Yapılacak iş >>
Duruşma haberinin "Duruşmada, sanık Yalçın" ile başlayıp "verilmesini talep etti." ile biten kısmını, "Cumhuriyet Savcısı" ifadesini "savcı" olarak değiştirip yeniden yaz.

Güncelleme Tarihi:
İstanbul 7. Ağır Ceza Mahkemesi'ndeki duruşmada, “yakalanma” kararına rağmen henüz yakalanamayan sanık Yalçın Özbey'i avukatı Ergun Öztürk temsil etti. Sanıklar Özbey ve Çelikkaya duruşmaya gelmedi.
Duruşmada, sanık Yalçın Özbey'in “yakalamasının” infaz edilmediği tutanağa geçirildi.
“Zaman aşımı” yönünden davaya ilişkin görüşü sorulan Cumhuriyet Savcısı, kaçak olan ve hakkında tutuklama kararı verilen sanık Özbey hakkındaki davanın zaman aşımının durduğunu ve bu nedenle davaya ilişkin henüz zaman aşımının dolmadığı kanaatinde olduğunu söyledi.
Duruşmada söz alan sanık Özbey'in avukatı Öztürk ise suç tarihinin 1 Şubat 1979 olduğunu ve Türk Ceza Kanunu'nda (TCK) belirtilen zaman aşımı üst sınırının dolduğunu ileri sürerek, ayrıca ek zaman aşımı süresinin de dolması nedeniyle davanın düşürülmesine karar verilmesini talep etti.
KARAR
Mahkeme heyeti, sanıklar hakkında suç tarihinde yürürlükte bulunan 765 sayılı eski TCK'nın “ağırlaştırılmış müebbet ağır hapis ve müebbet ağır hapis cezalarını gerektiren cürümler, 20 yıl geçmesiyle ortadan kalkar” maddesine göre asli zaman aşımı süresinin 20 yıl, 104/2. maddesine göre de uzatılmış zaman aşımı süresinin 30 yıl olduğunu ifade etti.
1 Şubat 1979 olan suç tarihinden duruşma tarihine kadar 30 yılın dolduğunun anlaşıldığını belirten heyet, “sanıklar” hakkında açılan kamu davasının zaman aşımı nedeniyle ortadan kaldırılmasına ve Özbey hakkındaki yakalama kararının da kaldırılarak toplattırılması için Cumhuriyet Savcılığına yazı yazılmasına karar verdi.
İDDİANAMEDEN
İstanbul Cumhuriyet Başsavcılığınca 24 Ekim 2000'de hazırlanan iddianamede, Abdi İpekçi'nin 1 Şubat 1979 tarihinde öldürülmesiyle ilgili İstanbul Sıkıyönetim Mahkemesinde yargılanan Mehmet Ali Ağca'nın idam, Yavuz Çaylan'ın 3 yıl hapis cezasına çarptırıldığı, Mehmet Şener hakkındaki soruşturmanın ise “zaman aşımı” nedeniyle “takipsizlik” kararı ile sonuçlandığı hatırlatılmıştı.

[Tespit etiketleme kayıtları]

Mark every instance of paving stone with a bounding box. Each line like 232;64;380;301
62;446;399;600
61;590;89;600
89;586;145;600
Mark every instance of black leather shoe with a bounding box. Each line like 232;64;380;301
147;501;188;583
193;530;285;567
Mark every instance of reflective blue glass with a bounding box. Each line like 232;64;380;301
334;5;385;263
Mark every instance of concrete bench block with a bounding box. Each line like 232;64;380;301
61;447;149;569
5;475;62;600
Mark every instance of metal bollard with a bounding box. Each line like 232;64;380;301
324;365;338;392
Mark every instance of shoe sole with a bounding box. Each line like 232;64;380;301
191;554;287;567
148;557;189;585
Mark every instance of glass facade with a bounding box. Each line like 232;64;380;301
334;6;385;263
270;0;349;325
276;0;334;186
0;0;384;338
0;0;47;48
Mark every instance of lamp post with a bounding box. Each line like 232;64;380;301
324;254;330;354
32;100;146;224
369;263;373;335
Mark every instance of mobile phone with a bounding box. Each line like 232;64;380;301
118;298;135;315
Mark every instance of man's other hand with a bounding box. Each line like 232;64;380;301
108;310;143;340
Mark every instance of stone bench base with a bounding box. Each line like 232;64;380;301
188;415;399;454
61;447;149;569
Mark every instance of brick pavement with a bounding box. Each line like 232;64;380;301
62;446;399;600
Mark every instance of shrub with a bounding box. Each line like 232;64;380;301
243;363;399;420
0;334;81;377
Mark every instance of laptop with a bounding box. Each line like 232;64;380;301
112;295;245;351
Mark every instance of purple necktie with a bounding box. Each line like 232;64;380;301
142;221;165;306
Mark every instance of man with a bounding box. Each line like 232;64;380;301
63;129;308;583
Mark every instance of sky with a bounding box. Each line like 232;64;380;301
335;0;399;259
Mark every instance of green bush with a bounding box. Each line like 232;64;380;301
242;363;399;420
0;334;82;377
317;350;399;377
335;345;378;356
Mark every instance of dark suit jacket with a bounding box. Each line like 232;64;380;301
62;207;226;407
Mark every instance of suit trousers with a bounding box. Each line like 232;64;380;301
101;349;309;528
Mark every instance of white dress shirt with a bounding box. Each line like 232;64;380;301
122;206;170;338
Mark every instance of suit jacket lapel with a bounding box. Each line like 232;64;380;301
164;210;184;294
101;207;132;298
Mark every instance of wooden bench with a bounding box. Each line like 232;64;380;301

Çıktı >>
Duruşmada, sanık Yalçın Özbey'in “yakalamasının” infaz edilmediği tutanağa geçirildi.
“Zaman aşımı” yönünden davaya ilişkin görüşü sorulan savcı, kaçak olan ve hakkında tutuklama kararı verilen sanık Özbey hakkındaki davanın zaman aşımının durduğunu ve bu nedenle davaya ilişkin henüz zaman aşımının dolmadığı kanaatinde olduğunu söyledi.
Duruşmada söz alan sanık Özbey'in avukatı Öztürk ise suç tarihinin 1 Şubat 1979 olduğunu ve Türk Ceza Kanunu'nda (TCK) belirtilen zaman aşımı üst sınırının dolduğunu ileri sürerek, ayrıca ek zaman aşımı süresinin de dolması nedeniyle davanın düşürülmesine karar verilmesini talep etti.